→ **Texte fourni**:

□ □ □ □ □ □ □

Je n'ai cité que ces deux exemples mais ils n'ont rien de caricaturaux (ce qui peut faire peur...), nous pourrions en mentionner des centaines voire des milliers du même type, et dans d'autres thématiques que le sport. Je n'ai pas évoqué la presse people ou la presse à scandale, dont le niveau journalistique est souvent si faible qu'il faudrait inventer des notes négatives pour les noter à leur juste valeur. Et j'en passe tant la désinformation, les démentis et les hypothèses mènent la danse sur la Toile...
Des mass-médias aux mass-menteurs ?
Que doit-on conclure à ce sujet ? Beaucoup de journalistes ont-ils vendu leur âme au diable pour obtenir une carte de presse ? Beaucoup de rédactions ont-elles oublié les fondamentaux de leur métier dans le seul but de faire du clic et de l'audience ? Tout porte à croire que c'est vrai tant l'économie de la presse papier est instable depuis l'essor d'Internet. Mais faut-il renier les valeurs du journalisme et l'éthique pour autant ? Je ne pensais pas qu'être un mass média voulait dire qu'il faut rédiger n'importe quoi...
L'information de masse a tué la majeure partie du journalisme, et Internet en est la principale cause. Je parle souvent de "mass-menteurs" pour évoquer toutes ces rédactions et ces sites qui nous survendent des articles fondés sur aucune information authentique et vérifiée. Cela fait le jeu des sites complotistes, souvent tout aussi ridicules, mais qui par conséquent semblent crédibles car eux ont l'audace d'argumenter voire de mettre des sources dans leurs propos.

□ □ □ □ □ □ □

[Entrées de contours de régions]

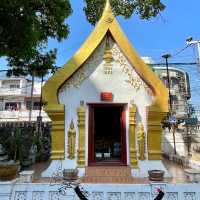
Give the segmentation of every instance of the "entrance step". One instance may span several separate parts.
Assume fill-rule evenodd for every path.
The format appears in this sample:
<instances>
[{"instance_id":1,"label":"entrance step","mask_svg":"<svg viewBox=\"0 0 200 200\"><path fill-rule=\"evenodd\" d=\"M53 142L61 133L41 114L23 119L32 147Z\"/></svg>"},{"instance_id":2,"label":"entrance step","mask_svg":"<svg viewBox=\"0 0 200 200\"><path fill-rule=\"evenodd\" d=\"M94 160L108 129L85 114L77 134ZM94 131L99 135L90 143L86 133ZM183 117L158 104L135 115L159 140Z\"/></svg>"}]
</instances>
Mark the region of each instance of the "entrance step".
<instances>
[{"instance_id":1,"label":"entrance step","mask_svg":"<svg viewBox=\"0 0 200 200\"><path fill-rule=\"evenodd\" d=\"M87 167L84 183L133 183L129 166L95 166Z\"/></svg>"}]
</instances>

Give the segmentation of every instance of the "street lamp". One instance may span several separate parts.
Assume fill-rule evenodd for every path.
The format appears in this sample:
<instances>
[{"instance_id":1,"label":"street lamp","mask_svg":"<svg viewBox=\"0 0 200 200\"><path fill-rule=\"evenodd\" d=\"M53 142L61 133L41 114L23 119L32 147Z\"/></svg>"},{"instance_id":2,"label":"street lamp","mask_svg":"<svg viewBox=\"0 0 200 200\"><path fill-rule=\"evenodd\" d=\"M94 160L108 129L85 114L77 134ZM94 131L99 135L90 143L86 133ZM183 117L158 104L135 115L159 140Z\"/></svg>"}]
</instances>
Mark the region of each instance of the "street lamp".
<instances>
[{"instance_id":1,"label":"street lamp","mask_svg":"<svg viewBox=\"0 0 200 200\"><path fill-rule=\"evenodd\" d=\"M172 99L171 99L171 86L170 86L170 76L169 76L169 66L168 66L168 59L171 57L170 54L164 54L162 57L165 59L166 62L166 69L167 69L167 82L169 88L169 105L170 105L170 113L172 112Z\"/></svg>"},{"instance_id":2,"label":"street lamp","mask_svg":"<svg viewBox=\"0 0 200 200\"><path fill-rule=\"evenodd\" d=\"M200 66L200 40L193 40L193 38L190 36L186 39L187 45L196 45L197 46L197 63Z\"/></svg>"},{"instance_id":3,"label":"street lamp","mask_svg":"<svg viewBox=\"0 0 200 200\"><path fill-rule=\"evenodd\" d=\"M173 131L173 143L174 143L174 154L176 155L176 139L175 139L175 130L176 130L176 116L172 114L172 99L171 99L171 85L170 85L170 76L169 76L169 65L168 65L168 59L171 57L170 54L164 54L162 57L166 61L166 69L167 69L167 82L168 82L168 89L169 89L169 105L170 105L170 111L169 111L169 123L172 127Z\"/></svg>"}]
</instances>

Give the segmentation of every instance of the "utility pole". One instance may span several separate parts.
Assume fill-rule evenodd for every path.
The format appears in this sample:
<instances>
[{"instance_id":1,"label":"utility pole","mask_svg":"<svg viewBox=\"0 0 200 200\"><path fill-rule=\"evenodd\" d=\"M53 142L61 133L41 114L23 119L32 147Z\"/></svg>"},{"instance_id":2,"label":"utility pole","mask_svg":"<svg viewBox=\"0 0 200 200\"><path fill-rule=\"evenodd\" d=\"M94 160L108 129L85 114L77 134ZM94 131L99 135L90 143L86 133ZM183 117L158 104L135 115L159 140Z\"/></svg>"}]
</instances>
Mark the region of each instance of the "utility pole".
<instances>
[{"instance_id":1,"label":"utility pole","mask_svg":"<svg viewBox=\"0 0 200 200\"><path fill-rule=\"evenodd\" d=\"M168 59L171 57L170 54L164 54L162 57L165 59L166 62L166 69L167 69L167 82L168 82L168 89L169 89L169 122L170 126L172 127L172 133L173 133L173 143L174 143L174 155L176 155L176 138L175 138L175 130L176 130L176 118L172 113L172 99L171 99L171 84L170 84L170 75L169 75L169 65L168 65Z\"/></svg>"},{"instance_id":2,"label":"utility pole","mask_svg":"<svg viewBox=\"0 0 200 200\"><path fill-rule=\"evenodd\" d=\"M197 46L197 63L200 66L200 40L193 40L192 37L186 39L187 45L196 45Z\"/></svg>"},{"instance_id":3,"label":"utility pole","mask_svg":"<svg viewBox=\"0 0 200 200\"><path fill-rule=\"evenodd\" d=\"M168 88L169 88L169 106L170 106L170 114L172 112L172 99L171 99L171 85L170 85L170 75L169 75L169 65L168 65L168 59L171 57L170 54L164 54L162 57L165 59L166 62L166 69L167 69L167 82L168 82Z\"/></svg>"},{"instance_id":4,"label":"utility pole","mask_svg":"<svg viewBox=\"0 0 200 200\"><path fill-rule=\"evenodd\" d=\"M29 122L31 122L31 115L33 110L33 90L34 90L34 81L35 81L35 74L32 73L32 81L31 81L31 100L30 100L30 110L29 110Z\"/></svg>"}]
</instances>

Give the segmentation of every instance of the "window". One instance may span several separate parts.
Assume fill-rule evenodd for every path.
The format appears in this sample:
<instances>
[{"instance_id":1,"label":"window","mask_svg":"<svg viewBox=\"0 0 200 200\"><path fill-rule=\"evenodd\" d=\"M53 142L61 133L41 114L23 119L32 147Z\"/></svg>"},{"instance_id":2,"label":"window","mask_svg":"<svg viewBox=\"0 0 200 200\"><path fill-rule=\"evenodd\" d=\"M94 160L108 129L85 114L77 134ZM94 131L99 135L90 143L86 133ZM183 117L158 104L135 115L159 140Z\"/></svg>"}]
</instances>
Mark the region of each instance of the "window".
<instances>
[{"instance_id":1,"label":"window","mask_svg":"<svg viewBox=\"0 0 200 200\"><path fill-rule=\"evenodd\" d=\"M30 107L31 107L31 101L27 101L26 109L30 110ZM33 110L40 110L40 102L39 101L33 102Z\"/></svg>"},{"instance_id":2,"label":"window","mask_svg":"<svg viewBox=\"0 0 200 200\"><path fill-rule=\"evenodd\" d=\"M6 102L5 110L20 110L21 102Z\"/></svg>"},{"instance_id":3,"label":"window","mask_svg":"<svg viewBox=\"0 0 200 200\"><path fill-rule=\"evenodd\" d=\"M19 85L10 85L10 89L20 88Z\"/></svg>"}]
</instances>

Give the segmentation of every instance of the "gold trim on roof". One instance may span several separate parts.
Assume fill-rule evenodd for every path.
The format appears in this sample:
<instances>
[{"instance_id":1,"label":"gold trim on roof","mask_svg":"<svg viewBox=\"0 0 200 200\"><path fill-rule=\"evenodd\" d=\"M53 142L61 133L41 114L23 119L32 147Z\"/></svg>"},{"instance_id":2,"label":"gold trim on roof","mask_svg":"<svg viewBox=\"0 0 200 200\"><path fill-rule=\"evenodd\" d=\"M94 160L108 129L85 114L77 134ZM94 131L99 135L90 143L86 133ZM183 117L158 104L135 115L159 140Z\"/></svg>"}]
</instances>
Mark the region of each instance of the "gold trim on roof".
<instances>
[{"instance_id":1,"label":"gold trim on roof","mask_svg":"<svg viewBox=\"0 0 200 200\"><path fill-rule=\"evenodd\" d=\"M58 70L43 87L43 100L47 102L46 110L51 105L58 105L59 88L69 79L72 74L79 69L89 58L94 50L101 43L107 32L110 32L115 42L118 44L124 55L134 67L139 76L153 90L155 105L164 112L168 111L168 92L161 80L154 72L142 61L135 52L130 42L122 32L117 20L115 19L109 1L107 1L104 12L97 26L88 37L86 42L75 53L75 55Z\"/></svg>"}]
</instances>

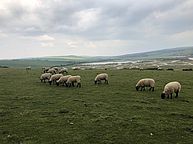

□ □ □ □ □ □ □

→ **Consignes**:
1) Reprenez le passage du texte sur le journalisme compris entre « Je n'ai cité » et « sur la Toile... », bornes incluses, en remplaçant « sport » par « cinéma ».
2) Relevez chaque ligne de la liste qui contient la chaîne « step », en tenant compte de la casse.

→ **Corrigé des exercices**:
1)
Je n'ai cité que ces deux exemples mais ils n'ont rien de caricaturaux (ce qui peut faire peur...), nous pourrions en mentionner des centaines voire des milliers du même type, et dans d'autres thématiques que le cinéma. Je n'ai pas évoqué la presse people ou la presse à scandale, dont le niveau journalistique est souvent si faible qu'il faudrait inventer des notes négatives pour les noter à leur juste valeur. Et j'en passe tant la désinformation, les démentis et les hypothèses mènent la danse sur la Toile...

2)
Give the segmentation of every instance of the "entrance step". One instance may span several separate parts.
[{"instance_id":1,"label":"entrance step","mask_svg":"<svg viewBox=\"0 0 200 200\"><path fill-rule=\"evenodd\" d=\"M53 142L61 133L41 114L23 119L32 147Z\"/></svg>"},{"instance_id":2,"label":"entrance step","mask_svg":"<svg viewBox=\"0 0 200 200\"><path fill-rule=\"evenodd\" d=\"M94 160L108 129L85 114L77 134ZM94 131L99 135L90 143L86 133ZM183 117L158 104L135 115L159 140Z\"/></svg>"}]
Mark the region of each instance of the "entrance step".
[{"instance_id":1,"label":"entrance step","mask_svg":"<svg viewBox=\"0 0 200 200\"><path fill-rule=\"evenodd\" d=\"M87 167L84 183L133 183L129 166L95 166Z\"/></svg>"}]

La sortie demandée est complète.